TEKSTFRAGMENT —
------------------------------------------------

Laatst, tijdens de eerste kinderopvangbijeenkomst van Kabinet Rutte III kwam ik ook weer een voorbeeld tegen van dit fenomeen. Mevrouw Nijkerk de Haan, woordvoerder kinderopvang van de VVD,  benadrukte tijdens haar spreekbeurt het grote belang van kwalitatief goede kinderopvangs- ‘je kind is immers je dierbaarste bezit’ – om vervolgens in een moeite door te schakelen naar een batterij onhandige maatregelen die het ondernemerschap zo in de weg zaten. Dat kon toch niet de bedoeling zijn. Hoe moest het anders met de werkende ouders? Weer diezelfde maar, weer die concessies aan de kwaliteit voor de kinderen.
Wat mij los van deze dubbele boodschap van jullie verder grote zorgen baart is het gemak waarmee er soms oneigenlijke argumenten worden aangehaald om  de indruk te wekken dat de pedagogische kwaliteit toch wél centraal staat.  
Toen Asscher zijn nieuwe plannen voor verlaging van de leidster-kindratio in de babyopvang ruim twee jaar geleden aankondigde, kwam de Brancheorganisatie Kinderopvang  bijvoorbeeld met een statement naar buiten waarin zij stelde dat dit niet nodig was omdat het niet gaat om de kwantiteit van de leidsters maar om de kwaliteit. Als je crècheleidsters bijschoolt over de ontwikkeling van baby’s, verbeter je de kwaliteit en kun je prima doorgaan met dezelfde hoeveelheid personeel, zo was de stelling.

------------------------------------------------

AANGELEVERDE ITEMS —

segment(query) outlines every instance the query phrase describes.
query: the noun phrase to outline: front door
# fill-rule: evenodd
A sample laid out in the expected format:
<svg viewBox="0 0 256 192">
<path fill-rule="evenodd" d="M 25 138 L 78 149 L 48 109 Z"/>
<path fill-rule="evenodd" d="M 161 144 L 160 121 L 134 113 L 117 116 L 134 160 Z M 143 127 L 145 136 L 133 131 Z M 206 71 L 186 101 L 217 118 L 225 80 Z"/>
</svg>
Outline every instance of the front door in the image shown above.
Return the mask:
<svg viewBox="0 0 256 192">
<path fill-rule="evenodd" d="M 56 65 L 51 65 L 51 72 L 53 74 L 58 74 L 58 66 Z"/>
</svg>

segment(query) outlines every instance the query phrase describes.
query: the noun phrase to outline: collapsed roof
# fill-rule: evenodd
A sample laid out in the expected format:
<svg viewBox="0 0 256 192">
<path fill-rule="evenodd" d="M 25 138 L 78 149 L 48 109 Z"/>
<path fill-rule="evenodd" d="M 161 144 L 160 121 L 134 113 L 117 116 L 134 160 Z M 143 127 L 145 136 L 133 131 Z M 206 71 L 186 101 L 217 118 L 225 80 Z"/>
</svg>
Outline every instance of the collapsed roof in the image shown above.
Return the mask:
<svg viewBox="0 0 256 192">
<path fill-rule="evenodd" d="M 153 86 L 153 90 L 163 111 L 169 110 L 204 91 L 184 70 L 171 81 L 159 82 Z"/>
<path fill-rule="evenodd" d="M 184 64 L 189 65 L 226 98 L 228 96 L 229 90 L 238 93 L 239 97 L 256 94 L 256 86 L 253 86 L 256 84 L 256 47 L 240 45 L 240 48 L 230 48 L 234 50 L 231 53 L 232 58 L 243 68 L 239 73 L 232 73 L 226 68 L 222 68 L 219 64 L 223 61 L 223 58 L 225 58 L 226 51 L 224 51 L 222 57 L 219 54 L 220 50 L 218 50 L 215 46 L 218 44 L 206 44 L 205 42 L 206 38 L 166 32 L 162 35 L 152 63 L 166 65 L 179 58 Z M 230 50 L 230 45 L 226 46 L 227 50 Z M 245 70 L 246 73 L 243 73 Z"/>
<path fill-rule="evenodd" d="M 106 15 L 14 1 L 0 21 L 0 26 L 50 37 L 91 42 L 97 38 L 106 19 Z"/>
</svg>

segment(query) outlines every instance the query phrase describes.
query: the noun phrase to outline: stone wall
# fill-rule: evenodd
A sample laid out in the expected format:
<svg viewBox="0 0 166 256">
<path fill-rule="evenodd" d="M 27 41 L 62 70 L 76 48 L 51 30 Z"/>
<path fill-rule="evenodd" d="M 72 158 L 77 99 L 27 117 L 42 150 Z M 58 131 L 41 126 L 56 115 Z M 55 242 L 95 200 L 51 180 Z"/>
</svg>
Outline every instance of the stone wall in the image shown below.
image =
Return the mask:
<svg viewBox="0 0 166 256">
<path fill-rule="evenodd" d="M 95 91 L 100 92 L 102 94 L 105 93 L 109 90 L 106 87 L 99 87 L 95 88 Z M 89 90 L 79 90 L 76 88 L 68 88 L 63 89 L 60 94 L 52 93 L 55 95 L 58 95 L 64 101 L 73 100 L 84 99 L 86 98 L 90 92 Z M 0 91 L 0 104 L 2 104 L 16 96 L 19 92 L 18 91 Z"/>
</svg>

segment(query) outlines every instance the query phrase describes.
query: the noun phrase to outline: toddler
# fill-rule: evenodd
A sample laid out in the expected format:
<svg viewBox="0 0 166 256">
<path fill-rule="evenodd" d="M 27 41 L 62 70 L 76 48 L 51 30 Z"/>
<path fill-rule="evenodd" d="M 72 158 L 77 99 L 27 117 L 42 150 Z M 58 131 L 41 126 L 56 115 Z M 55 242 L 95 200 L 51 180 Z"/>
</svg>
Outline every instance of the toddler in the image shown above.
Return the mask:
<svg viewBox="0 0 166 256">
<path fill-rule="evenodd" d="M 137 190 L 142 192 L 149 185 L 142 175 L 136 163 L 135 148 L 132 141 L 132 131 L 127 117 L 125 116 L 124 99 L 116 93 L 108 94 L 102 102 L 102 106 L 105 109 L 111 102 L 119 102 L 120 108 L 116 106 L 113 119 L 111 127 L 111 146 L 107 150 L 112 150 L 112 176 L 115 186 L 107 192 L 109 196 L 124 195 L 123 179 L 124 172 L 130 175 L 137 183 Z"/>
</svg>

------------------------------------------------

OPDRACHTEISEN —
Welke functie heeft mevrouw Nijkerk de Haan volgens het tekstfragment over kinderopvang? De items hebben geen verband met het tekstfragment.

UITWERKING —
Zij is woordvoerder kinderopvang van de VVD.